§ **Stated task 1**: Check each statement against the passage on diversity in comedy and teams below and answer yes or no, quoting the words that decide it. (a) Racially diverse teams outperform nondiverse ones by up to 35 percent. (b) Bilingual employees earn more only when they speak particular languages. (c) Homogeneous teams keep outcomes consistent on standardized, simple operations.
§ **Stated task 2**: In the passage on diversity in comedy and teams below, what share of employees does Glassdoor report wish their work environment were more diverse?
§ **Stated task 3**: Write the next part of the passage on diversity in comedy and teams that follows, beginning after its final sentence.

§ **Document passage**:
########
He could only envision me playing a female foil to the stars of the show—the men. The irony was
how hard he laughed whenever I played against type, insisting on being the CEO or the gross,
belching football fan in the scene. Comedy came from surprise—from changing up the obvious
choice, which I loved doing with my troupe members.
So I set out to find and create troupes that had a wider range of people and ideas. It’s not so much
that I was angry. The comedy coming out at the time was fabulous. But there were so many opinions,
ideas, and perspectives that weren’t being explored, leaving a lot of potential untapped. I knew that at
some point following the same formula would become boring for audiences.
Fortunately the comedy genre is evolving. Some of today’s most impressive new material is
coming from diverse comedians who are making us reconsider assumptions about race, gender,
sexual orientation, and religion. They are bringing new formats, plot lines, characters, and
perspectives to the psyche of the audience; it’s untapped, risky, and above all, funny.
The research is in. Racially diverse teams outperform nondiverse teams by up to 35 percent (Hunt
et al. 2015). And the employment website Glassdoor reports that almost 60 percent of employees
wish their work environment was more diverse. Diversity is also important for workplace culture.
When companies promote and train for inclusion, they solve problems faster and more creatively,
which is reflected in their revenue. Teams where men and women feel equal earn more than 40
percent more revenue, and bilingual employees earn 10 percent more than single language employees
no matter what the language (Badal 2014; White 2014).
A lack of diversity may help you achieve results on a standardized, simple operation, because the
comfort, familiarity, and sameness of more homogeneous teams keep outcomes consistent. Diversity,
on the other hand, breeds innovation. To innovate is often uncomfortable; it makes you question what


you thought you knew, and introduces divergent concepts. It’s not always fun, but improvisation and
innovation are about challenge and pushing outside preconceived boundaries.
########
§ **Information provided**:
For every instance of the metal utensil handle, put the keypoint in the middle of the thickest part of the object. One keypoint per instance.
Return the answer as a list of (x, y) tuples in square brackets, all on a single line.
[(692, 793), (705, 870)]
########
§ **Reply 1**:
(a) Yes: "Racially diverse teams outperform nondiverse teams by up to 35 percent"
(b) No: "bilingual employees earn 10 percent more than single language employees no matter what the language"
(c) Yes: "the comfort, familiarity, and sameness of more homogeneous teams keep outcomes consistent"

§ **Reply 2**: Almost 60 percent.

§ **Reply 3**:
To be more innovative, resist your ingrained survival instincts, which you’ve honed through years
of being right, avoiding risk, working with people just like you, and wanting to feel safe. Move
toward the new behaviors slowly if you need to; try failing in a safe environment first. Learn
something new and engage in the frustration of being a beginner before you put your job on the line at

work.
This is tension, in all its glory. An individual, team, or organization’s ability to integrate innovative
behaviors and thinking may at first seem like an elusive goal. But it’s critical that we explore the
interplay of improvisational and innovative behaviors. There is enormous tension in the process of
going from a creative idea to innovation.

Tension as a Driver
Creativity is the ability to envision anything and see the impossible working; innovation is the
application of creativity. In its empirical form, creativity is basically the theory, idea, and vision—it
must be applied. The moment that you paint on a canvas, write notes on a score, or design a building,
creativity is transformed into innovation. That’s what changes everything—that’s innovation.
Simply put: Creativity + Application = Innovation.

Creativity:
The ability to transcend traditional ideas, rules, patterns, relationships, or the like, and create
meaningful new ideas, forms, methods, and interpretations. Also known as originality,
progressiveness, or imagination.

E. Paul Torrance, an American educational psychologist, is well known for his research on
creativity. He challenged the importance of IQ tests as the single indicator of intelligence,
believing in the importance of creative thinking skills, which can be increased through
practice. Torrance defined creativity as the ability to alternate between divergent and
convergent thinking. In divergent thinking, we come up with many ideas and see unusual
connections and endless possibility. In convergent thinking, seemingly unrelated things
suddenly connect, allowing us to envision brand-new solutions.
In 1958, Torrance performed a series of creativity tests on more than 400 Minneapolis
children, and then tracked them over their lifetimes. He found that the children who
continued to think and behave creatively won patents, founded businesses, performed in
artistic and corporate leadership, won awards, designed buildings, and wrote books,
music, and public policy. They were creative improvisers, yet they also achieved through

innovation. They accessed both sides of the behavioral coin: the ability to come up with
interesting and novel ideas as improvisers and the tenacity to do something about them as
innovators.


Like any good coin analogy, creativity and improvisation versus innovation and execution offer
two very different sides. (And the discussion around which is heads and which is tails will be held
after hours.) They rely upon each other and are symbiotic in many ways. They are also highly
different, and often clash in the corporate environment.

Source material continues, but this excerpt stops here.